§ Exercise tasks:
**1.** Reproduce everything in the sine derivative post from "To develop the" down to "for a proof.".
**2.** Return every line of the entries that contains the string "suit".

§ Page excerpt:
________
Hi Lucky,

To develop the derivative of the sine function from first principles requires that yuo show that

\[ \lim_{h \rightarrow 0} \frac{\sin(h)}{h} = 1.\]

I am not going to prove this for you, I suggest that you look in a calculus textbook for a proof.

From first principles

\[f^\prime(x) = \lim_{h \rightarrow 0} \frac{f(x + h) - f(x)}{h}.\]

For $f(x) = \sin(x)$ this becomes

\[f^\prime(x) = \lim_{h \rightarrow 0} \left( \frac{\sin(x + h) - \sin(x)}{h} \right) .\]

Use of the fact that $\sin(a + b) = \sin(a) \cos(b) + \cos(a) \sin(b)$ and some simplification yields

\[f^\prime(x) = \lim_{h \rightarrow 0} \left( \sin(x) \frac{\cos(h) - 1}{h} + \cos(x) \frac{\sin(h)}{h} \right).\]

Since we know that

\[ \lim_{h \rightarrow 0} \frac{\sin(h)}{h} = 1.\]

it remains to evlauate

\[ \lim_{h \rightarrow 0} \frac{\cos(h) - 1}{h}.\]

Multiplying the numerator and denominator by $\cos(h) + 1$ and using the fact that $\sin^2(h) = 1 - \cos^2(h)$ this becomes

\[ \lim_{h \rightarrow 0} \frac{\cos(h) - 1}{h} = \sin(x) \; \lim_{h \rightarrow 0} \frac{- \sin^2(h)}{h \cos(h) + 1}\]

which simplifies to

\[ \lim_{h \rightarrow 0} \frac{\cos(h) - 1}{h} = -\lim_{h \rightarrow 0} \frac{\sin(h)}{h} ) \times \lim_{h \rightarrow 0}\frac{\sin(h)}{\cos(h) + 1} = -1 \times \left( \frac{0}{1 + 1} \right) = 0.\]

Thus

\[f^\prime(x) = \lim_{h \rightarrow 0} \sin(x) \frac{\cos(h) - 1}{h} + \cos(x) \frac{\sin(h)}{h} = 0 + \cos(x) \times 1 = \cos(x).\]

Harley
________
§ Raw data:
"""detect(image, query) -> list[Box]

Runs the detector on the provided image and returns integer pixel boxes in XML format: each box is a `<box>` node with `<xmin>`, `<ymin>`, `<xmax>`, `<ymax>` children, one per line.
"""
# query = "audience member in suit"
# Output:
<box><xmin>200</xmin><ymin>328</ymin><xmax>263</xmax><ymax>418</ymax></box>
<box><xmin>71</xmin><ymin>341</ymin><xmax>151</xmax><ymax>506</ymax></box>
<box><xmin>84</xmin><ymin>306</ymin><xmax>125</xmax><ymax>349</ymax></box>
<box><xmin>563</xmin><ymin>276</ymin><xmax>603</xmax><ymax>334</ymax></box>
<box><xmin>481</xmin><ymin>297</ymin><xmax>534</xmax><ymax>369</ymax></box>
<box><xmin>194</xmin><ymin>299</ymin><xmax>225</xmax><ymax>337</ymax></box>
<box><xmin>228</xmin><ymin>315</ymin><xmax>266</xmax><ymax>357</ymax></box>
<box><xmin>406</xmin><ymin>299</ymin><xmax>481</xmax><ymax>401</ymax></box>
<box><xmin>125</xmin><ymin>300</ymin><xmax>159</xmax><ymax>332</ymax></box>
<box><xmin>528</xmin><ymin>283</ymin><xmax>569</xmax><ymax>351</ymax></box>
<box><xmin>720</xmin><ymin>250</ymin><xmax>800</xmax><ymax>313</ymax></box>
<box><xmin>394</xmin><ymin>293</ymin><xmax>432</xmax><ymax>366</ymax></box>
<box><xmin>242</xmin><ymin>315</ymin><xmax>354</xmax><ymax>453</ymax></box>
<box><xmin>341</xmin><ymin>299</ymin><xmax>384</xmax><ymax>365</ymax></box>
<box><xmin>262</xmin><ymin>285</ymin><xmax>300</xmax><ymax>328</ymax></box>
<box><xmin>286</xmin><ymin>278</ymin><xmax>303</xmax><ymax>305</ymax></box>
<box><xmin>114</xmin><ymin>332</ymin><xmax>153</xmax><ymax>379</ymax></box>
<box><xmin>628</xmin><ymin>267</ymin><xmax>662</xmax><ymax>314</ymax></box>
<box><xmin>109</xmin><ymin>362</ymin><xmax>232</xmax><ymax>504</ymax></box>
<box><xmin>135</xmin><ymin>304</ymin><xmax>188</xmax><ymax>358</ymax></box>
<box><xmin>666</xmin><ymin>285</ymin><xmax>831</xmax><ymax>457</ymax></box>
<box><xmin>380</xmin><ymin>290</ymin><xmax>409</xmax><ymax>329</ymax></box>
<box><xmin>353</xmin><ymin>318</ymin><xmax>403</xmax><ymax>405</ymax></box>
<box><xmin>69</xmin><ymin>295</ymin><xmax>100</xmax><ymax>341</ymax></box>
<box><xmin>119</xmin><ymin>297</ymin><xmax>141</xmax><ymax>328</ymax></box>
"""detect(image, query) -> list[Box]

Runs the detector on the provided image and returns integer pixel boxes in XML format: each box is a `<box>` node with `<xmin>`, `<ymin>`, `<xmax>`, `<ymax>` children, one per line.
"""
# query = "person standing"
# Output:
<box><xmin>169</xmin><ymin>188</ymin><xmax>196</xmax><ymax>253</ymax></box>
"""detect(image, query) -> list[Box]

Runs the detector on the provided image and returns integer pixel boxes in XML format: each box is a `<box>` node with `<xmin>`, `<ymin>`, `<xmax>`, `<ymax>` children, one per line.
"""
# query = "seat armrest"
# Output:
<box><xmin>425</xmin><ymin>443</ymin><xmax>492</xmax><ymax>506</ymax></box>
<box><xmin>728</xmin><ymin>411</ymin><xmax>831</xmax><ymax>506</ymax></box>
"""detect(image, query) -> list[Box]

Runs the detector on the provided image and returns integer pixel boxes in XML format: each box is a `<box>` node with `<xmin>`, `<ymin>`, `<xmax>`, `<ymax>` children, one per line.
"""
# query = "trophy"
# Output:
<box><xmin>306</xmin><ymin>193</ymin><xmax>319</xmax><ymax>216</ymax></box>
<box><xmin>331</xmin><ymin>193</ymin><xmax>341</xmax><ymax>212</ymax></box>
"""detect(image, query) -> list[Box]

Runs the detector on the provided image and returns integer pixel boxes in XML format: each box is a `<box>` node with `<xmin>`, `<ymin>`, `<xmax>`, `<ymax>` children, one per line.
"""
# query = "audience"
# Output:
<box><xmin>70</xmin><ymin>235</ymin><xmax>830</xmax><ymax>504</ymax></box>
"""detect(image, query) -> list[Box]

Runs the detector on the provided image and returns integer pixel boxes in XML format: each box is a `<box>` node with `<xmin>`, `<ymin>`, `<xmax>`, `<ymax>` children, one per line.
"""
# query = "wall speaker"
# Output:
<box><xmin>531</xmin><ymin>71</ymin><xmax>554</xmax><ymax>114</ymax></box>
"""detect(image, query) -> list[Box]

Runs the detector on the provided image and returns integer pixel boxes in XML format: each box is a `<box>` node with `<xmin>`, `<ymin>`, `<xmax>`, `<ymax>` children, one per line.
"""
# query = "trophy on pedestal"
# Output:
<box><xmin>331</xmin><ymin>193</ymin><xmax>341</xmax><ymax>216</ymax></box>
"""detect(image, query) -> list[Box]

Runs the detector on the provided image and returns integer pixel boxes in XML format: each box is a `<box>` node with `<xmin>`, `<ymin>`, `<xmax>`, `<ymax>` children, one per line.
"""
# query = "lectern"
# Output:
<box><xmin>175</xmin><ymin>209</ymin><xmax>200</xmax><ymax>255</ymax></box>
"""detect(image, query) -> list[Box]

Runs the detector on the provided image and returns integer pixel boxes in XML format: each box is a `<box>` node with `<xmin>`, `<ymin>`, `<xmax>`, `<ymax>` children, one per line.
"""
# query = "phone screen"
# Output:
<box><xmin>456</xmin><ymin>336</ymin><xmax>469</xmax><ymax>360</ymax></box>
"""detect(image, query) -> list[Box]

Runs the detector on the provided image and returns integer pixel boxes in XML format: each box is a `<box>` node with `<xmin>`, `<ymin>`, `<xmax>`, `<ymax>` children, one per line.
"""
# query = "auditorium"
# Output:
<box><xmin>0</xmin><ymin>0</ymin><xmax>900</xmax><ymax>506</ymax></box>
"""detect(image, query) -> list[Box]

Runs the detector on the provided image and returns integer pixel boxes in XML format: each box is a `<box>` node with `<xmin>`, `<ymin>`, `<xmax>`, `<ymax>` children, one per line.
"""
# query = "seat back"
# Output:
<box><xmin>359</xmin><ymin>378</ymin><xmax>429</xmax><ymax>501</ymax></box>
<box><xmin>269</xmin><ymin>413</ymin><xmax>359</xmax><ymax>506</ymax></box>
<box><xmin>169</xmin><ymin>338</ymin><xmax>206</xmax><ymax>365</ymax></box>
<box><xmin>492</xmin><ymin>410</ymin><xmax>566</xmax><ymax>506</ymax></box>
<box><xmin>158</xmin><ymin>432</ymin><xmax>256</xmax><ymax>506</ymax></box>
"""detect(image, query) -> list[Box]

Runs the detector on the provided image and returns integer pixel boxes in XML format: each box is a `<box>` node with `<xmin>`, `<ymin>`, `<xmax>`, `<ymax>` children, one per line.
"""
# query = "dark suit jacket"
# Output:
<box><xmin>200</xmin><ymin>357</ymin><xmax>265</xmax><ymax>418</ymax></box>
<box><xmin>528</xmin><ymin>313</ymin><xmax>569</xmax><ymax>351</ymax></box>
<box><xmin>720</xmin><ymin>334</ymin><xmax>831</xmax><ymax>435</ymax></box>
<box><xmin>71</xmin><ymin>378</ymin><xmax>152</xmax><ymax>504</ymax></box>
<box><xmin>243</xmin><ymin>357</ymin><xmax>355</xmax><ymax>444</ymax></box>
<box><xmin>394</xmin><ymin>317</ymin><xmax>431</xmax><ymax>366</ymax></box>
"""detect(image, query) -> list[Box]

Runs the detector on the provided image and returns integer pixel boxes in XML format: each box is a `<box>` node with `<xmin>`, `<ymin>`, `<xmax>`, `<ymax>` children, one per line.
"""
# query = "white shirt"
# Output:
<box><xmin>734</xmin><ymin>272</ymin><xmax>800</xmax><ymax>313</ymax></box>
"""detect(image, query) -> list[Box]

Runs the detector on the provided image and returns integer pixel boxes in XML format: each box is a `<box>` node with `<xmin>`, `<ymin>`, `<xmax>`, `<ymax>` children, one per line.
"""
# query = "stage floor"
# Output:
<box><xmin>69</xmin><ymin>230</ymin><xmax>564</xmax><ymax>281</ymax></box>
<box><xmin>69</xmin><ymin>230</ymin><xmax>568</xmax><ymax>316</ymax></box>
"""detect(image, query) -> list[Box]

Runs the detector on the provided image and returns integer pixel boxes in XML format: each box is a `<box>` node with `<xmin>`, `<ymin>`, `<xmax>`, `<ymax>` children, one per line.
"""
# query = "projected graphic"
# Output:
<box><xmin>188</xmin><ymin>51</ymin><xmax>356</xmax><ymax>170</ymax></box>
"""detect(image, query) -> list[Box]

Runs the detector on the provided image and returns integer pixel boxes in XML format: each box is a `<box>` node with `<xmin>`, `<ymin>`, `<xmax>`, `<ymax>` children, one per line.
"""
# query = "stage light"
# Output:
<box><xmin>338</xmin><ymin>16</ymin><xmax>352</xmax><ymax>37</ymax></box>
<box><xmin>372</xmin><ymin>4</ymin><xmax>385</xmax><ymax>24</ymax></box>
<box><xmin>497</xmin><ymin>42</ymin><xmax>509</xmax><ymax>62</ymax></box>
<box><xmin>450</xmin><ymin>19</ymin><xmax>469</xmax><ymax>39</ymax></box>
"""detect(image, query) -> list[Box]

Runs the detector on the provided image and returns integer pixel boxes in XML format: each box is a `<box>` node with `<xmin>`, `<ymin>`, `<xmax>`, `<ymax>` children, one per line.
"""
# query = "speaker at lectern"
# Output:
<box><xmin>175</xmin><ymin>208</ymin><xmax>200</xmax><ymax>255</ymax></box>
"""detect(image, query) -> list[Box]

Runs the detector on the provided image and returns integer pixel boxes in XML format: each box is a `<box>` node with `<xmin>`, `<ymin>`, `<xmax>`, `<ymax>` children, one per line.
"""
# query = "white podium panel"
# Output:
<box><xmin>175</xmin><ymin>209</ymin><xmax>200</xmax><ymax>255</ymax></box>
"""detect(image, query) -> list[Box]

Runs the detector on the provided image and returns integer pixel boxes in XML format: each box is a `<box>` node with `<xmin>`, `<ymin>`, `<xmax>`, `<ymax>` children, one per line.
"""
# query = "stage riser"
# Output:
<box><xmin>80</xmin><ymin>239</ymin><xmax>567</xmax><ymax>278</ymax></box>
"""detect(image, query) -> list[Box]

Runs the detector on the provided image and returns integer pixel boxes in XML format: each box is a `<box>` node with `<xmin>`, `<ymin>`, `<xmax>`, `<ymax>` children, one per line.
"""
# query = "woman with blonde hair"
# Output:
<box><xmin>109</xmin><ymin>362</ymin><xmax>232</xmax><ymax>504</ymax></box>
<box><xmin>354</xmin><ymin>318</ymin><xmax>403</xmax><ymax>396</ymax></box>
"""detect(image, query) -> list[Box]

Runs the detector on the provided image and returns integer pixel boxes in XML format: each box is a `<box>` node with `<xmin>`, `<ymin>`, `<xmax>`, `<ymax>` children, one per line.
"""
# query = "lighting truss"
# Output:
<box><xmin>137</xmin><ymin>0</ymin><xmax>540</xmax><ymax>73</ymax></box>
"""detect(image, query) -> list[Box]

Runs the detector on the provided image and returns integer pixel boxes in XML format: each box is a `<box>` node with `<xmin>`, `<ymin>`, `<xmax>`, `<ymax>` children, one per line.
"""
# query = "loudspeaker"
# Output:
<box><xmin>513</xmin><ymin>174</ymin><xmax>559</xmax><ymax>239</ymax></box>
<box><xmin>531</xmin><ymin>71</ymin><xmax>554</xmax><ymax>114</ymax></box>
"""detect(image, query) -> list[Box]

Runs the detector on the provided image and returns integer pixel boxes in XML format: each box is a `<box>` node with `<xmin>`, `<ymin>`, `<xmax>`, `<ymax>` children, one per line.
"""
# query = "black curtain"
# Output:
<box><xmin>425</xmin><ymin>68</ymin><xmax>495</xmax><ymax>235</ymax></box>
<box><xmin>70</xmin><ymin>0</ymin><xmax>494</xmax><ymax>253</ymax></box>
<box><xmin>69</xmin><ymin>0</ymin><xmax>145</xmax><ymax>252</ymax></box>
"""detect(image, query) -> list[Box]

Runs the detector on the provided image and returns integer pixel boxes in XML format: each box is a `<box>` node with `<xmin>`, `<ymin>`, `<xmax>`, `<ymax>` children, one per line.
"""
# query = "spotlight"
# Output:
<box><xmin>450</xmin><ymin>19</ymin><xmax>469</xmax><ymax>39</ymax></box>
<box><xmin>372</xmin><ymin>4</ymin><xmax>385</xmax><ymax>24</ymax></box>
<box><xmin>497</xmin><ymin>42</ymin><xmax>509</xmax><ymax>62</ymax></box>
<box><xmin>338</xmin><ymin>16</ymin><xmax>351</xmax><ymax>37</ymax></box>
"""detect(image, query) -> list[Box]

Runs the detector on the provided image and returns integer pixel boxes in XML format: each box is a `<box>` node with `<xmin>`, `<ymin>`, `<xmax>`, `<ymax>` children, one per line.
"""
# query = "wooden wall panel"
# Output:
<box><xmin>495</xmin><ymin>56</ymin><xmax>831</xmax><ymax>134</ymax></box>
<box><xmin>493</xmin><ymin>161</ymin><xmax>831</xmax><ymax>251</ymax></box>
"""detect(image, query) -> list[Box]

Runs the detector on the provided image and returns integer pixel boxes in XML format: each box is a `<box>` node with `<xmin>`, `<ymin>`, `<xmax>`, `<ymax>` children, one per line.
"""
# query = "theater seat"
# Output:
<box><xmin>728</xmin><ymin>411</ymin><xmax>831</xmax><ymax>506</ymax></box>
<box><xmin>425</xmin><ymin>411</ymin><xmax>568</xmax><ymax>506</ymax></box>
________
§ Task responses:
**1.**
To develop the derivative of the sine function from first principles requires that yuo show that

\[ \lim_{h \rightarrow 0} \frac{\sin(h)}{h} = 1.\]

I am not going to prove this for you, I suggest that you look in a calculus textbook for a proof.

**2.**
# query = "audience member in suit"
# query = "dark suit jacket"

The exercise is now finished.